• _Written problem_: Could you repeat every line of the items, text and all, from the line with "the snow-covered slope" up to and including the final line of the items, scaling each coordinate in the answers by 1.15 and rounding to whole numbers, halves up? Give only those lines.

^^^^^^^^

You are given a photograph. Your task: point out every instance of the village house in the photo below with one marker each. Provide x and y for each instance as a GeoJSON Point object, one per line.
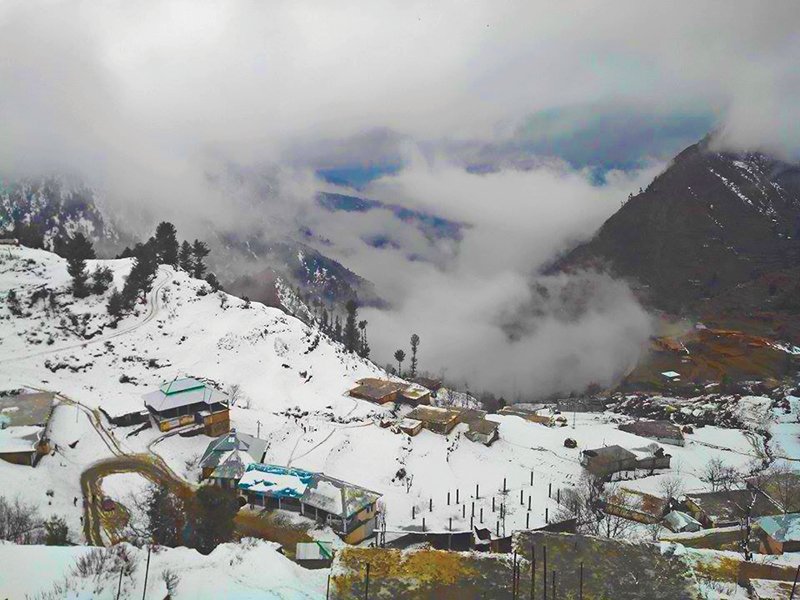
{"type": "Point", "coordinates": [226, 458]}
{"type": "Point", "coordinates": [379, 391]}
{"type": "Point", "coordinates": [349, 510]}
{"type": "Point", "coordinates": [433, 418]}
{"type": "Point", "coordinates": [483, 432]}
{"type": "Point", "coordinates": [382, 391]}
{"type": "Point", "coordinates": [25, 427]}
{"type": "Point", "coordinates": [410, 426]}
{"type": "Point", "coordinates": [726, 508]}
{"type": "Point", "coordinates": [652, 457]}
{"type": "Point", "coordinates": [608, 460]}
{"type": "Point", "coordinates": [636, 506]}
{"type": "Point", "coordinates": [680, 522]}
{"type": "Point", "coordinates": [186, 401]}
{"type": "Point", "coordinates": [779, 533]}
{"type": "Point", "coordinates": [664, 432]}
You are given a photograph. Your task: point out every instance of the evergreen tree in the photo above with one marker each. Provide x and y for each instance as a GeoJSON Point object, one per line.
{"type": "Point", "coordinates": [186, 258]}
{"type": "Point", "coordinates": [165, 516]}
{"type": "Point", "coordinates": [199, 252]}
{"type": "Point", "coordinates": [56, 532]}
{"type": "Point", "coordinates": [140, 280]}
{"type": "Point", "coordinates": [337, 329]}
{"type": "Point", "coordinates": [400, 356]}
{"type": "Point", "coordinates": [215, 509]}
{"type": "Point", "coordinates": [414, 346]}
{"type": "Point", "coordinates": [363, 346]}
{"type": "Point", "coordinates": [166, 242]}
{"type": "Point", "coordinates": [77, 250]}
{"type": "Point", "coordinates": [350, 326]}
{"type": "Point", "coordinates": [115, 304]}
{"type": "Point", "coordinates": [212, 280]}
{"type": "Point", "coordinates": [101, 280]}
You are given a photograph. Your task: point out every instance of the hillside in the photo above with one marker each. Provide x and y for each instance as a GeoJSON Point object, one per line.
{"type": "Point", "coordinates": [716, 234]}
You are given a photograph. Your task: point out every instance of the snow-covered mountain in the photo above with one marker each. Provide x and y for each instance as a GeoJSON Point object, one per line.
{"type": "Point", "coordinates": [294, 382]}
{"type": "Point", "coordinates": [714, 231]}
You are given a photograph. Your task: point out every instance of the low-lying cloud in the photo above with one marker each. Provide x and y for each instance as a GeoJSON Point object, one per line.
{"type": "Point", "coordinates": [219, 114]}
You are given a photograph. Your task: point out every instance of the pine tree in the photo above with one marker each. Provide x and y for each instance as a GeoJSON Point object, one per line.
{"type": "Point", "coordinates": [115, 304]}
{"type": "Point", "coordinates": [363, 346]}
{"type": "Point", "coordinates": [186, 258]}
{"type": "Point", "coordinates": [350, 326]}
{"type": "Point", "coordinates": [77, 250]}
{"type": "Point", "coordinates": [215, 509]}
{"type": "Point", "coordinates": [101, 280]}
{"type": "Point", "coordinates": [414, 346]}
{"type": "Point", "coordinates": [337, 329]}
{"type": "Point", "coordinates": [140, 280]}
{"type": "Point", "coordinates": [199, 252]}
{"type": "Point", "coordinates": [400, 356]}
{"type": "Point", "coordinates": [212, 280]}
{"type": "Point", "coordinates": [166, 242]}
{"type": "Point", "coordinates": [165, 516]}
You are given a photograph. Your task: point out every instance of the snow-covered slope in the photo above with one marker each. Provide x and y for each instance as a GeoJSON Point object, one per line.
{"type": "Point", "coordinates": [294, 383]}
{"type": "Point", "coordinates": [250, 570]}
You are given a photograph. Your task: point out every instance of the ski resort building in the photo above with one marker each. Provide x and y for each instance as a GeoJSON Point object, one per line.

^^^^^^^^

• _Full solution_:
You are given a photograph. Your task: point out every instance of the snow-covered slope in the photo above with one marker each. Provide x and y for each instance as a GeoJSON Point object, one per line.
{"type": "Point", "coordinates": [338, 440]}
{"type": "Point", "coordinates": [288, 656]}
You are given a photograph. Your task: point out every instance of the ski resort building in the photo above with one marker each. Provide x and y for each instance as a GeoJSON Point object, one per line.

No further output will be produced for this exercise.